§ **MATERIAL FOR THIS EXERCISE**:

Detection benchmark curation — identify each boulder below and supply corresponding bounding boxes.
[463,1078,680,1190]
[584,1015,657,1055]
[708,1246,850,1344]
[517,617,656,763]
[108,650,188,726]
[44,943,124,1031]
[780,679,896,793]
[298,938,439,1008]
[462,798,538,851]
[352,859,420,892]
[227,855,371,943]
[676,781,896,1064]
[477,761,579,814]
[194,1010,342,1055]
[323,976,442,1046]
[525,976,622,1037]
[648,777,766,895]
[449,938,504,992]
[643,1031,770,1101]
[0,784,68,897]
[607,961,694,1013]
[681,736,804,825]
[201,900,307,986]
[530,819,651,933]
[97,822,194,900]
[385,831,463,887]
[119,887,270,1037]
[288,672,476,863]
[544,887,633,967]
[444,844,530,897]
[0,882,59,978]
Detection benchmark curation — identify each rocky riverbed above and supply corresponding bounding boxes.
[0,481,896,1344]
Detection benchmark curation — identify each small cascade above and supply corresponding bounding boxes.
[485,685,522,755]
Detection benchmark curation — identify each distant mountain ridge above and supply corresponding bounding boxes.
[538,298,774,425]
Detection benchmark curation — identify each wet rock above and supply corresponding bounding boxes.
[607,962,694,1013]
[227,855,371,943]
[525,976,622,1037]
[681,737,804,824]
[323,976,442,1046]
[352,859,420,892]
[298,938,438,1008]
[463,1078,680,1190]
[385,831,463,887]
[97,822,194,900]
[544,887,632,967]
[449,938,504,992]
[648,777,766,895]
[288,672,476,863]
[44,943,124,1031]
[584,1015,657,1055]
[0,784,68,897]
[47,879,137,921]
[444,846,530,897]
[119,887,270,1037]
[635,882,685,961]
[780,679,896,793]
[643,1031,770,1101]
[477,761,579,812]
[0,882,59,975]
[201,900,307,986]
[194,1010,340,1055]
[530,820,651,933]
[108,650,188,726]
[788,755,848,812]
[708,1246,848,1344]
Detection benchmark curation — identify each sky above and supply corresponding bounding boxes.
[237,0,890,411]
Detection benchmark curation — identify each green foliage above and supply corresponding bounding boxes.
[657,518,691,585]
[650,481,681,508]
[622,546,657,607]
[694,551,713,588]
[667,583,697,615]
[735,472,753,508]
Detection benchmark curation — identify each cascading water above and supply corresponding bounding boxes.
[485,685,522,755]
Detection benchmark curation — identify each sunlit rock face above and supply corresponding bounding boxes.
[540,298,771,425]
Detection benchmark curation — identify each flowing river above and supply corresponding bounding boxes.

§ **OBJECTIVE**:
Could you rewrite every line above, from the line with "Detection benchmark curation — identify each sunlit" through the end of the rows, with the requests included and each bounding-box coordinate multiplied by 2.05 and rounded to the nearest whole number, halves rounding up?

§ **ANSWER**:
Detection benchmark curation — identify each sunlit rock face above and supply corresponding bounding boxes.
[1107,611,1581,871]
Detection benchmark curation — identify each flowing river above and supply corresponding bounding boxes.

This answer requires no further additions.